◆ Texto-fonte:

+++

Admirável espetáculo (parte dois - final)


POR APOLINÁRIO TERNES

Olhemos o Estado de santa Catarina. Construiu-se e se mantém o mesmo castelo de cartas, cuidadosamente montado sob inspiração de marqueteiros. Estão distantes os tempos em que a economia catarinense era forte e o Estado tinha condições de investir e fazer obras. Nos últimos anos, o castelo é sustentado por milhões de reais aplicados na mídia em nome de uma servidão a que ela jamais se recusou a prestar. Tanto país afora, quanto em SC. O que apenas facilitou a corrupção e a sustentação dos 13 anos do PT em Brasília. Até aqui, contudo, ninguém cobrou a omissão e a conivência da mídia, que perdura até nossos dias.

Ainda e, principalmente, agora. O Estado continua um dos maiores clientes de publicidade no país. Trata-se de um desaforo inaceitável, quando o povo morre nos hospitais e presos são tratados como animais. Em SC há muitos anos e ainda hoje a receita é a mesma. Com todos os cúmplices e beneficiários de sempre. Nos tempos de crises sérias, por aqui não faltam retratos inescrupulosos de um povo feliz e realizador. Mesmo que greves e paralisações mostrem realidades opostas, Santa Catarina segue no caminho em que afundaram o Rio Grande do Sul primeiro e, depois, o Rio de Janeiro, Minas Gerais, Rio Grande do Norte e outros tantos que iremos conhecer em meses.

O colapso do Estado é real e brutal, ainda que muitos digam que nisto não se deve tocar, falar ou apontar. O custo da mediocridade de um lado, da ineficiência e populismo do outro. Os jornalistas são raros, os intelectuais desapareceram. Primeiro apoiaram a devastação do PT, agora se desesperam na preservação de seus empregos públicos. Muitos continuam nas quadrilhas do PSDB e do PMDB, igualmente partícipes do processo de depredação da coisa pública no país.

+++

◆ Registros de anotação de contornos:

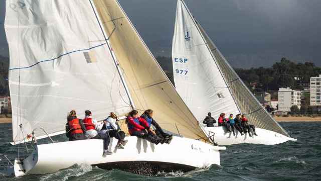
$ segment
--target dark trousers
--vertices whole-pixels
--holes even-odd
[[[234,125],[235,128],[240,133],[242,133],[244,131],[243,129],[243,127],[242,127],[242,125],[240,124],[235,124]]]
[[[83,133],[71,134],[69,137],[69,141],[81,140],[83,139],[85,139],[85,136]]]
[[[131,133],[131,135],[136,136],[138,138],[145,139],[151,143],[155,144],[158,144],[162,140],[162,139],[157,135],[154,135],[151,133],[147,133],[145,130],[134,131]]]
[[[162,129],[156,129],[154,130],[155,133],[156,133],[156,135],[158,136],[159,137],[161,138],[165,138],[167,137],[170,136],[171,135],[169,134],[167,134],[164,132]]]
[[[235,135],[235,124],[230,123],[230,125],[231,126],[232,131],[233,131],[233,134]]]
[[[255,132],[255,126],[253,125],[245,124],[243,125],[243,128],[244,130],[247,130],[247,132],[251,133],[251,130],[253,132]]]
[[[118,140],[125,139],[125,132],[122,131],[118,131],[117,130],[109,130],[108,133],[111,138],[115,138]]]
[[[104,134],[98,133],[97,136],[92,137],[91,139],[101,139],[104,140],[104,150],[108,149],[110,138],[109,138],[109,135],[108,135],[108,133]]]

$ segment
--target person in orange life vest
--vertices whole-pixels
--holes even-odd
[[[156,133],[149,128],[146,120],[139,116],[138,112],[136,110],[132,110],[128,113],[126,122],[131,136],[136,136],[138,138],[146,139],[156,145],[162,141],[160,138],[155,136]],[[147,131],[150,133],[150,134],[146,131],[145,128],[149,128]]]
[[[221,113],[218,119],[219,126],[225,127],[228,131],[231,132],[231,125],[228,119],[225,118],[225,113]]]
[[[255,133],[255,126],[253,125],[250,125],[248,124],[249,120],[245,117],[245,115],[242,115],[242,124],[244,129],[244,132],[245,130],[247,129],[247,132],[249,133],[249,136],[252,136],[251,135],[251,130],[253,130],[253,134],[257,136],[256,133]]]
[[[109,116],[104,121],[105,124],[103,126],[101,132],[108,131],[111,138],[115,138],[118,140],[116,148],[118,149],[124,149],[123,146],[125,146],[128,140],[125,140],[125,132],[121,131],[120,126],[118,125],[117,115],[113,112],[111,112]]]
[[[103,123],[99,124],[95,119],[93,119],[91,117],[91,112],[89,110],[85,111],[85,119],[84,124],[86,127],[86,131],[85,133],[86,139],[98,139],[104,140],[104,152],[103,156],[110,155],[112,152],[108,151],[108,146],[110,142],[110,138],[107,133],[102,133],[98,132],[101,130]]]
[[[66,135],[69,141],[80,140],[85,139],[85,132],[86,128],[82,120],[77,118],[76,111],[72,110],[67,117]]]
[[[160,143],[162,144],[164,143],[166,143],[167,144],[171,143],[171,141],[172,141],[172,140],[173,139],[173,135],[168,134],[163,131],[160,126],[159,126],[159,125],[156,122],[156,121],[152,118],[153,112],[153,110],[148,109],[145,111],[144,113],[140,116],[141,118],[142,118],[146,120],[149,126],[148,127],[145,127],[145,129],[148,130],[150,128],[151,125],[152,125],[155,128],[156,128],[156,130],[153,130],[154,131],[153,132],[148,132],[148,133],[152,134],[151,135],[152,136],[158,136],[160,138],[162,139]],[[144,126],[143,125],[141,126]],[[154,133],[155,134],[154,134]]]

+++

◆ Exercícios propostos:
(a) De acordo com o texto-fonte, por quantos anos o PT se sustentou em Brasília?
(b) Liste os estados citados nominalmente no texto-fonte como afundados no mesmo caminho que Santa Catarina segue.
Os dados não têm relação alguma com o texto-fonte.

◆ Gabarito:
(a) Por 13 anos.

(b) Rio Grande do Sul, Rio de Janeiro, Minas Gerais e Rio Grande do Norte.